**Problem description:** Each record that comes next should be output exactly; pictures do not belong in the copy.
BEGIN The input
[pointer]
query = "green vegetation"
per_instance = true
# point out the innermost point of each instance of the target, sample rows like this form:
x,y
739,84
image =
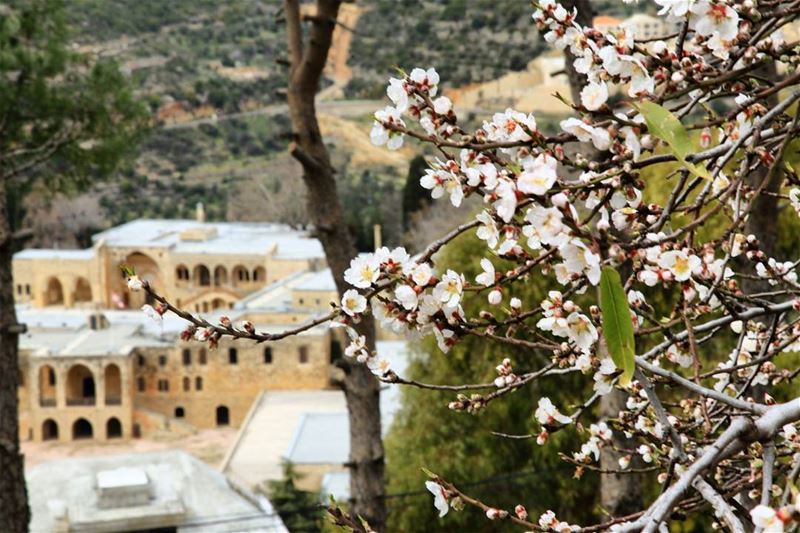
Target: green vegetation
x,y
460,446
300,510
466,41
END The input
**Reply:**
[pointer]
query = "green vegetation"
per_instance = true
# point out the innermost point of each instance of the target, sample rows like this form:
x,y
739,84
image =
Target: green vegetation
x,y
460,446
300,510
466,41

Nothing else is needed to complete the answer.